- _To do_:
In the material below, find the line containing "red brick wall in this photo." and the line containing "on floor in this photo.", then reproduce exactly both of them and every line between, and nothing else.

--- START ---

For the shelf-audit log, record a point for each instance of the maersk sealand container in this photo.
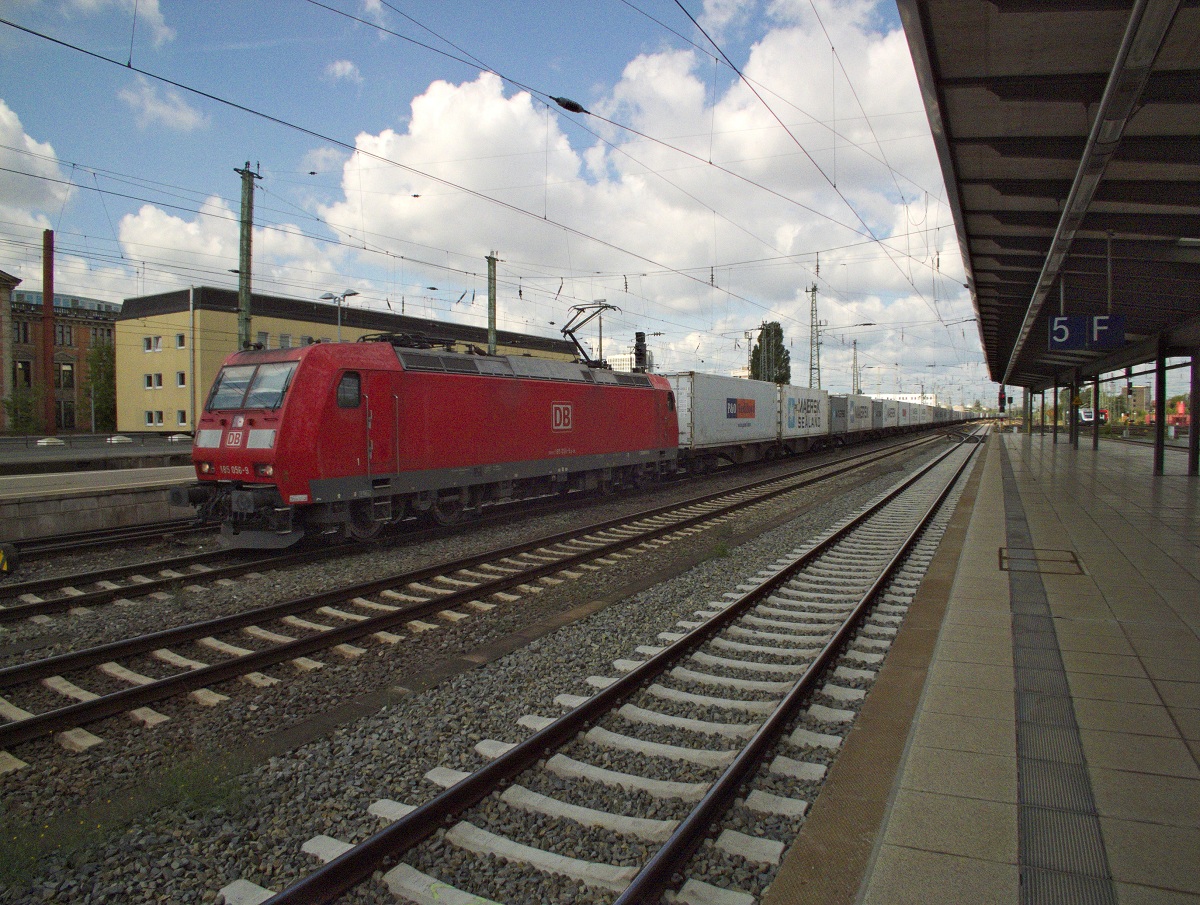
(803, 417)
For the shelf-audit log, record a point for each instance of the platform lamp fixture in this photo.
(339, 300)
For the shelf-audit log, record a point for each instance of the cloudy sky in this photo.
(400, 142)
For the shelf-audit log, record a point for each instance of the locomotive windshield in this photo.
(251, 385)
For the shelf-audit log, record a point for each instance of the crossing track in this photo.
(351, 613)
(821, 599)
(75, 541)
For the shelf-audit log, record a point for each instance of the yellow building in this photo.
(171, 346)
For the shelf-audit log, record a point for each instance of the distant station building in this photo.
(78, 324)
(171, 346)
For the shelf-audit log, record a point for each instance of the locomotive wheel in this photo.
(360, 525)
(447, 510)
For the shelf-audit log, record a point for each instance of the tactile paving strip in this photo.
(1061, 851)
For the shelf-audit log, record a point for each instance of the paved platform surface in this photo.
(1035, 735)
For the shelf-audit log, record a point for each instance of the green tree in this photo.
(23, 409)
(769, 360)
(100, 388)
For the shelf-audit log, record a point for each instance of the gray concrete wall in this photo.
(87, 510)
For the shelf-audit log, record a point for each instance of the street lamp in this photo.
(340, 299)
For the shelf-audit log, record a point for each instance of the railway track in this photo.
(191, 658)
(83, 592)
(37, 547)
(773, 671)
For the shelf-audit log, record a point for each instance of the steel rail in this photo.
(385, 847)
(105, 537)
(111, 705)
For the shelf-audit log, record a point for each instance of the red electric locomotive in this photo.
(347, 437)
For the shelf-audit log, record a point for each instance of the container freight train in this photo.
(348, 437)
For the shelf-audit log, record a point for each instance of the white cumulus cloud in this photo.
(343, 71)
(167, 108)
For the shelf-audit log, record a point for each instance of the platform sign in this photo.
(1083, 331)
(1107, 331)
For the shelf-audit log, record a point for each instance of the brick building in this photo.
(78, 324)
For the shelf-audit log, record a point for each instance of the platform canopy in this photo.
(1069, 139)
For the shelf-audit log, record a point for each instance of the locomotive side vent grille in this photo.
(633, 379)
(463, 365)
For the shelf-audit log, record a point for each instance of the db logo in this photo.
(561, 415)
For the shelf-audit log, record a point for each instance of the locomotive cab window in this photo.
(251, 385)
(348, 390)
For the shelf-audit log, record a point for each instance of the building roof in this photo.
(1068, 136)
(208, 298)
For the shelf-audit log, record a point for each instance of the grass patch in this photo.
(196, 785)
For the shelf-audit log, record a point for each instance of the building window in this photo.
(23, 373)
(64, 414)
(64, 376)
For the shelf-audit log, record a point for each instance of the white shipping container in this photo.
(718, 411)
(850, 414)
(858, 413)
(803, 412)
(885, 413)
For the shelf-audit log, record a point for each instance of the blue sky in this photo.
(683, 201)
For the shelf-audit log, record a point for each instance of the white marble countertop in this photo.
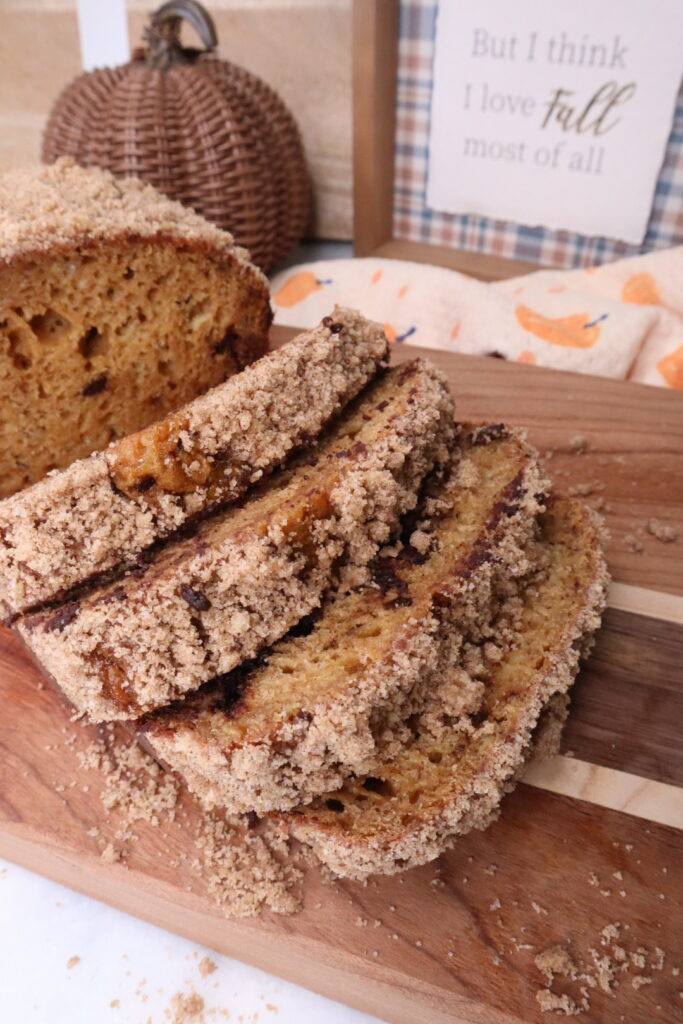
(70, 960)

--- END ---
--- START ---

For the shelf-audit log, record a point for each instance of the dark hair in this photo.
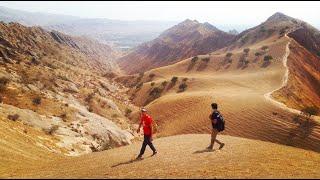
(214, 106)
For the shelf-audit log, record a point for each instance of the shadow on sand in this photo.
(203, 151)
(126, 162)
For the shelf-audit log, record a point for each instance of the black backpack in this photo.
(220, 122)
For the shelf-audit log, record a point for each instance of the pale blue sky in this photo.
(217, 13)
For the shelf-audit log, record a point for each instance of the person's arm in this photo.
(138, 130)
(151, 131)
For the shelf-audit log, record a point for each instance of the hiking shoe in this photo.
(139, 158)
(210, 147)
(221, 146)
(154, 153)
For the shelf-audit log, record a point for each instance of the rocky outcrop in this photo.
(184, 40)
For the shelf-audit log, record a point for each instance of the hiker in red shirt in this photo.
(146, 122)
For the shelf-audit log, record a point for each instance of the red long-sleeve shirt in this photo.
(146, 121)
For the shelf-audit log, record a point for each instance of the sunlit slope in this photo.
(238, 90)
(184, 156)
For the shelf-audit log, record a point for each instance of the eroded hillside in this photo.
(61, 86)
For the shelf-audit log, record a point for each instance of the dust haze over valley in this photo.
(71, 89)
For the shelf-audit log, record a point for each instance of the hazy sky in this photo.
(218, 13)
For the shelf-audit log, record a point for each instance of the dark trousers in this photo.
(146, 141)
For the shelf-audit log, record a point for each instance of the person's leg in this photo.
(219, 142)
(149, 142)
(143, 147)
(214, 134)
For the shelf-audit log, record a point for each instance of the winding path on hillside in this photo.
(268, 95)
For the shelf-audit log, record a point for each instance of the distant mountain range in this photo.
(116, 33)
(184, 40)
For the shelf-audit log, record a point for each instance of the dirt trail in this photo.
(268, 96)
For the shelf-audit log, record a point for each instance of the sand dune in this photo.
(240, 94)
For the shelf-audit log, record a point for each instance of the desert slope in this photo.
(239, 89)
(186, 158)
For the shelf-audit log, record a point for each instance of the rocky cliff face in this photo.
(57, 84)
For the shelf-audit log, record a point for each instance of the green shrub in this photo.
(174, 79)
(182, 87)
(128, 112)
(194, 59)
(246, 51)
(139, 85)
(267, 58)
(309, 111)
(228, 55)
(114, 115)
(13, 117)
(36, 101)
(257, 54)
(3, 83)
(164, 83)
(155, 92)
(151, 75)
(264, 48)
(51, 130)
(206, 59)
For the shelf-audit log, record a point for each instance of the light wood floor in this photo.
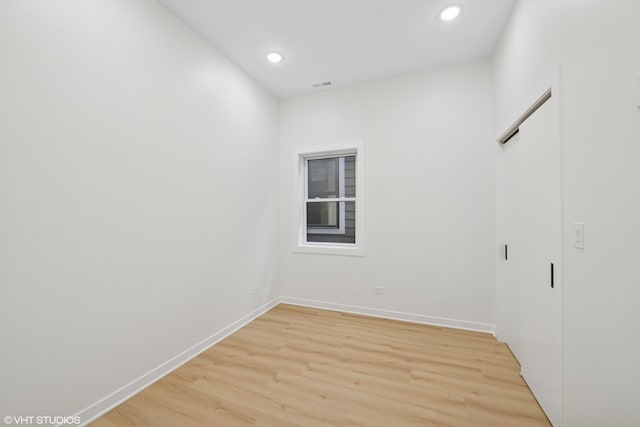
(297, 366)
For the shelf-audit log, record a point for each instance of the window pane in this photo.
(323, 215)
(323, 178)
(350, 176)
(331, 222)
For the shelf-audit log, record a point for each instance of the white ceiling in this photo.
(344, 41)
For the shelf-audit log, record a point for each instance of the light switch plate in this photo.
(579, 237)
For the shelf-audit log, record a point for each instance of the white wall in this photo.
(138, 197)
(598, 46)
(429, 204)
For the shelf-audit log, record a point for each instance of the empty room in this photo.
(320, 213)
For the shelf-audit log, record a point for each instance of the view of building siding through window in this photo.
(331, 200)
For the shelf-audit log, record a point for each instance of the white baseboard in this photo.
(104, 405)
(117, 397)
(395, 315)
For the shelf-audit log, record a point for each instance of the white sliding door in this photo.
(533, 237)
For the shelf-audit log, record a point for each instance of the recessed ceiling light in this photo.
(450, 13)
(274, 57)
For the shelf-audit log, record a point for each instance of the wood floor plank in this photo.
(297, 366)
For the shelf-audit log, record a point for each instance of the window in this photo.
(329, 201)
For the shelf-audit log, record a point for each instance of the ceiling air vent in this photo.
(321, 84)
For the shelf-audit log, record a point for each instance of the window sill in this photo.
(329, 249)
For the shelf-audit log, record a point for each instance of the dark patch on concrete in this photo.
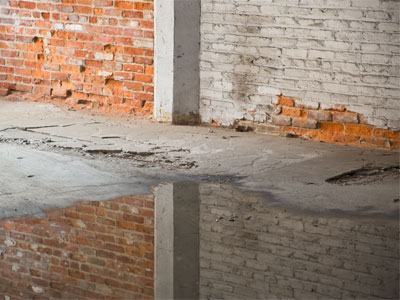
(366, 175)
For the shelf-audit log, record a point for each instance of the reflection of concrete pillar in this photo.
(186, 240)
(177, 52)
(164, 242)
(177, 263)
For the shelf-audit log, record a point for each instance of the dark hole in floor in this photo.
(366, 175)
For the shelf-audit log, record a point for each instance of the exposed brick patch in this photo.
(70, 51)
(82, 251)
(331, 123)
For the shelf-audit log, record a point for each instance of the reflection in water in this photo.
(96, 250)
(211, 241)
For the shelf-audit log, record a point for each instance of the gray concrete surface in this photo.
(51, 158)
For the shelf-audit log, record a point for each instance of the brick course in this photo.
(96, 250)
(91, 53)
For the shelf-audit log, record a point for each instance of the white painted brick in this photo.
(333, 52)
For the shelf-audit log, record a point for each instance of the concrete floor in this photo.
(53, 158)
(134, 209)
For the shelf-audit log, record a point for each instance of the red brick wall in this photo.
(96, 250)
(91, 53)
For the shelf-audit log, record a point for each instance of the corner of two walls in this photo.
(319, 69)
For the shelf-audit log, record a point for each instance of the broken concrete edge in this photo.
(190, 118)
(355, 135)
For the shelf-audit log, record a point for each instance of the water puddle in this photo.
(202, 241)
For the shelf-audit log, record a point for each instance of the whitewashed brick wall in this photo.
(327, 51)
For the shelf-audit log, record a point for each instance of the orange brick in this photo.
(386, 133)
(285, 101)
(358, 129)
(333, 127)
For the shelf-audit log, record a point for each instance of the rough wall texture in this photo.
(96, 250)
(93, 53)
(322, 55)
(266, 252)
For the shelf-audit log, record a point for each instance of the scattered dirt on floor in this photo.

--- END ---

- _Expected answer_:
For the shelf-audit log, record a point for each instance of the red brick wall in this photo.
(96, 250)
(91, 53)
For the shelf-audit log, record a point for each instance of the corner of two walls in this photo.
(319, 69)
For the shelf-audit log, record a point for each instance of the broken concrete edge in this photo.
(190, 118)
(355, 135)
For the shelf-audit log, record a point for each instance of the water puddle in this photo.
(202, 241)
For the shelf-audit log, record a point for each instance of the whitewashed brick wall in this photo.
(327, 51)
For the shelf-audit log, record a point for each instance of the orange brick in this photo.
(386, 133)
(285, 101)
(358, 129)
(333, 127)
For the shelf-audit log, record a point for each instance of the rough wall texture in this photo.
(96, 250)
(93, 53)
(322, 55)
(266, 252)
For the shelf-audit log, record a point for each instance of the scattered dirt on floor in this photo.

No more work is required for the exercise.